— Start of Data for this task —

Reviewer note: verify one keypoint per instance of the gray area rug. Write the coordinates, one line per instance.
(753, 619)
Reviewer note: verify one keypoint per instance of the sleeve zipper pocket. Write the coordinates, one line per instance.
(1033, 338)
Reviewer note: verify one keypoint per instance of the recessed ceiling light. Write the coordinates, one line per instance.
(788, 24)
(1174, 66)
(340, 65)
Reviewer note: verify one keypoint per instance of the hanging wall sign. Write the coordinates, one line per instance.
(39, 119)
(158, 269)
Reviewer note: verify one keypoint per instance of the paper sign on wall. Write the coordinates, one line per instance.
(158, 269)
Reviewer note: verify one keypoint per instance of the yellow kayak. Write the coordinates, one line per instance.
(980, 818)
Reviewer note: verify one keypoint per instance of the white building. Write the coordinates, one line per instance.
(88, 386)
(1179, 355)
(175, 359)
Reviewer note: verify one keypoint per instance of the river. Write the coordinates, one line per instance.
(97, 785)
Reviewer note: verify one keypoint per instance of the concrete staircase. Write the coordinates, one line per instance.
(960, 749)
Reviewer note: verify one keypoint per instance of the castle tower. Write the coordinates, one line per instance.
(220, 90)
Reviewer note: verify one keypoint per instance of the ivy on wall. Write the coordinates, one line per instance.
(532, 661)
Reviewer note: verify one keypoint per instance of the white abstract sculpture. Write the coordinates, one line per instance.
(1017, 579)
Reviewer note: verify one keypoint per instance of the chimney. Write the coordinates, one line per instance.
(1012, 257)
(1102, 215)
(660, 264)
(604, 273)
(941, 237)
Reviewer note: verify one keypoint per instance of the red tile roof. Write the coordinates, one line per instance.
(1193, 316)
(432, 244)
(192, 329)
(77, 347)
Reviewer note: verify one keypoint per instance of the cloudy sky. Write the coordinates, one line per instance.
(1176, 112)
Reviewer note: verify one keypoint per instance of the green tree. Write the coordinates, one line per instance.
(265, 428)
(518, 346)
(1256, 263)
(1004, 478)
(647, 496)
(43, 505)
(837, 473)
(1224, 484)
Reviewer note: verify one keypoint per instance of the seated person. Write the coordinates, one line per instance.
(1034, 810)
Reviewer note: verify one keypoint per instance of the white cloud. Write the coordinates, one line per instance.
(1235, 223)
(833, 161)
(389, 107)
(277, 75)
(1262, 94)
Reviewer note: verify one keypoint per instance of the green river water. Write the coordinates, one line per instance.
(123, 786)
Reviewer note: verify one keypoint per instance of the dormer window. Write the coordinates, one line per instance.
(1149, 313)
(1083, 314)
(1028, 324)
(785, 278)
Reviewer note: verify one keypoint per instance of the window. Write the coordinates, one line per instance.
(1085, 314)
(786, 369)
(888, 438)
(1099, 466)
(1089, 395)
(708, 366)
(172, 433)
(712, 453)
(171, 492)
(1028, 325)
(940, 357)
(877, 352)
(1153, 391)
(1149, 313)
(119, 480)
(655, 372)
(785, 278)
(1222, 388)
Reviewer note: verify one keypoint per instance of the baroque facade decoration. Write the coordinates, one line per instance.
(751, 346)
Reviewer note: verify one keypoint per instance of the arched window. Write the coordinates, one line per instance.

— End of Data for this task —

What to do => Write out the whole listing again, exactly as it stands.

Written answer =>
Reviewer note: verify one keypoint per instance of the gray area rug. Write the coordinates, one line per instance.
(753, 619)
Reviewer note: verify one keypoint per instance of the sleeve zipper pocket. Write the coordinates, one line per instance.
(1033, 338)
Reviewer note: verify one keypoint per instance of the recessed ceiling light. Write the coordinates, one line per instance.
(788, 24)
(1174, 66)
(340, 65)
Reviewer note: verify one keypoint per instance of the hanging wall sign. Write the coordinates, one line per instance.
(39, 119)
(158, 269)
Reviewer note: verify one keypoint per instance of the paper sign on wall. Write the coordinates, one line per instance.
(158, 269)
Reviewer note: verify one keypoint per instance of the yellow kayak. Write the coordinates, one line per instance.
(980, 818)
Reviewer note: verify one keypoint per instance of the white building. Write the coordinates, one line per instance.
(88, 386)
(1179, 355)
(175, 359)
Reviewer note: verify one keypoint per instance of the river. Write the coordinates, one line per instance.
(97, 785)
Reviewer note: verify one keypoint per instance of the concrete staircase. Write the coordinates, one line per instance.
(960, 749)
Reviewer note: verify one keypoint per instance of the castle tower. Write the coordinates, one line per instance.
(220, 90)
Reviewer note: verify one keypoint per instance of the ivy on wall. Write the coordinates, one line per instance.
(532, 661)
Reviewer note: verify one keypoint per instance of the white abstract sculpture. Write the coordinates, one line per instance.
(1017, 579)
Reviewer note: verify one keypoint per instance of the chimney. Write the coordinates, one line per instance.
(1012, 257)
(1102, 215)
(660, 264)
(604, 273)
(941, 237)
Reviewer note: verify one keypoint per instance of the red tile roof. Write the coordinates, one line per instance.
(1193, 316)
(432, 244)
(192, 329)
(77, 347)
Reviewer note: verify one keypoint per instance of the cloudy sky. Write the coordinates, one line per instance.
(1176, 112)
Reviewer note: verify one keypoint per instance of the green tree. Write the coordinates, one line per instance.
(265, 428)
(518, 346)
(1256, 263)
(1004, 478)
(647, 496)
(43, 505)
(837, 473)
(1224, 484)
Reviewer note: verify one keypoint per instance of the seated person. Write the coordinates, one line per instance.
(1034, 810)
Reviewer note: verify one keypoint per instance of the white cloud. Write the coordinates, one line per instance.
(1235, 223)
(833, 161)
(389, 107)
(277, 75)
(1262, 94)
Reviewer note: verify one keypoint per instance of the green river water. Write the coordinates, one line per instance.
(123, 786)
Reviewer note: verify one keypoint per instance of the dormer window. Write the coordinates, one line per instance.
(1149, 313)
(1083, 314)
(1028, 324)
(785, 278)
Reviewer note: verify one keypoint per instance of the window. Write the coordinates, one line per instance.
(1085, 314)
(786, 369)
(888, 438)
(1099, 466)
(1089, 395)
(708, 366)
(172, 433)
(712, 453)
(171, 492)
(1028, 325)
(940, 357)
(877, 352)
(1153, 391)
(1149, 313)
(119, 480)
(655, 372)
(785, 278)
(1222, 388)
Reviewer note: verify one keypoint per instance of the baroque facade decoration. Write the coordinates, one line per instance.
(751, 346)
Reviewer note: verify one keypoint per instance of the arched window. Write the coordinates, one line per instance.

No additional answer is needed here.